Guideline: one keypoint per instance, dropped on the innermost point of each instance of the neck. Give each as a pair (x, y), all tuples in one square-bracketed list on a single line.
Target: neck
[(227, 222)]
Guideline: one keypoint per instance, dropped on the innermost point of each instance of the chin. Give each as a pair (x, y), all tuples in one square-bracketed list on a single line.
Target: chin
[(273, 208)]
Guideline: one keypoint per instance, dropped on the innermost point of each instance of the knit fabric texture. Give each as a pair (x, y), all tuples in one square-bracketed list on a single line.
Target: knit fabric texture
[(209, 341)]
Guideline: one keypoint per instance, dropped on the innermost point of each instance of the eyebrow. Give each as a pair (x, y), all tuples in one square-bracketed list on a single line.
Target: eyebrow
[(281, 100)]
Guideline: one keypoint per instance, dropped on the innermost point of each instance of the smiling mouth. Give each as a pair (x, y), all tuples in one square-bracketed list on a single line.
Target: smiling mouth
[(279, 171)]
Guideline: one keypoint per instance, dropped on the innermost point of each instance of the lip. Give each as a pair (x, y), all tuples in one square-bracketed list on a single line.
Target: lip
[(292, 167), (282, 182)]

### WHAT YOU HAVE TO DO
Write out all of the rows above again, word for word and line by line, changing nothing.

### FINAL RESULT
Guideline: one keypoint per instance, dropped on the innermost point of each instance of the neck. Give each as a pair (x, y), all tuples in one square-bracketed list on a single line.
Target: neck
[(227, 222)]
Guideline: one keypoint per instance, dropped on the innermost point of each instance of the chin. Give each as a pair (x, y), all tuples in one square-bracketed list on a single line.
Target: chin
[(273, 208)]
Guideline: one keypoint per instance, dropped on the innermost point of each instance of the knit fabric texture. Give each as a pair (x, y), all tuples in one square-bracketed list on a single line.
Target: knit fabric texture
[(209, 341)]
Guideline: one keypoint per instance, dropped on the innermost point of each instance of the eyebrow. Give each as a pair (x, y), all tuples in one square-bracketed list on a single line.
Target: eyebrow
[(281, 100)]
Guideline: one keypoint per instance, dropped on the innermost point of each instance of the smiling mouth. Give each as a pair (x, y), all tuples in one square-bracketed list on a single line.
Target: smiling mouth
[(279, 171)]
Guideline: one keypoint per instance, dropped on the innermost point of each instance of the lip. Give each as a pair (x, y), all tuples in one square-bracketed list on a single line.
Target: lip
[(292, 167), (282, 182)]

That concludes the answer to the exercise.